— start of SUPPLIED MATERIAL —

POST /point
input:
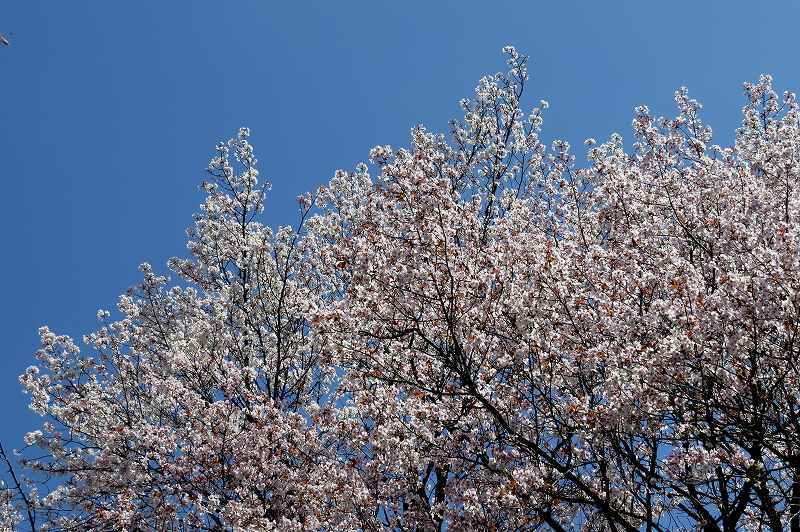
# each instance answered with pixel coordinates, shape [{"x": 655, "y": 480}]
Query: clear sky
[{"x": 109, "y": 111}]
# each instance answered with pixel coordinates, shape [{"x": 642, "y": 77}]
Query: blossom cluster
[{"x": 470, "y": 333}]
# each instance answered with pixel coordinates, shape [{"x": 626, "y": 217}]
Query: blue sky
[{"x": 110, "y": 110}]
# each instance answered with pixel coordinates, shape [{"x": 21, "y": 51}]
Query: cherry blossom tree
[{"x": 474, "y": 332}]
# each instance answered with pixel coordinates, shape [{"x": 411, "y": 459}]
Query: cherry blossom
[{"x": 474, "y": 332}]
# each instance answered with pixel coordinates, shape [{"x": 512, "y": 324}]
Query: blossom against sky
[{"x": 110, "y": 110}]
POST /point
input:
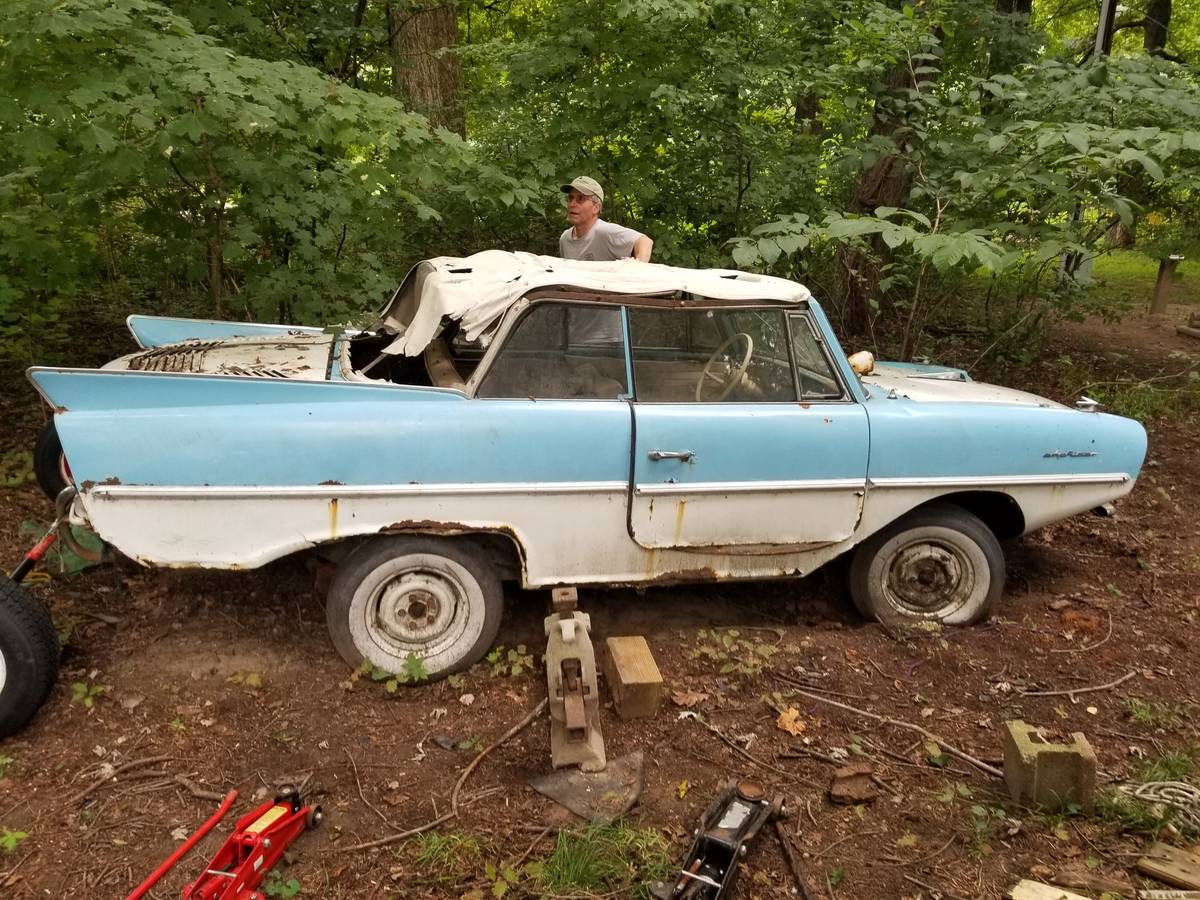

— end of SUPPLIED MATERIAL —

• [WHAT IS ASKED]: Arrange the lines above as a numbered list, omitting any blank lines. Leave the pictures out of the answer.

• [SOLUTION TO THE EXERCISE]:
1. POST /point
2. input:
3. # each instance answered with pixel coordinates, shape [{"x": 655, "y": 480}]
4. Query: clear sky
5. [{"x": 109, "y": 111}]
6. # each instance answered with pixel coordinates, shape [{"x": 642, "y": 77}]
7. Query: blossom cluster
8. [{"x": 470, "y": 333}]
9. # each instance answered with pixel coordinates, shape [{"x": 626, "y": 217}]
10. Query: blue sky
11. [{"x": 110, "y": 110}]
12. # each instance answered with pixel coordinates, shape [{"x": 21, "y": 51}]
13. Query: cherry blossom tree
14. [{"x": 474, "y": 332}]
15. # each instance answered with pixel coordinates, shape [{"x": 411, "y": 459}]
16. Query: cherry blossom
17. [{"x": 474, "y": 332}]
18. # each instance answered with pixel coordinates, shape [{"x": 512, "y": 324}]
19. Query: blossom against sky
20. [{"x": 110, "y": 110}]
21. POST /point
22. input:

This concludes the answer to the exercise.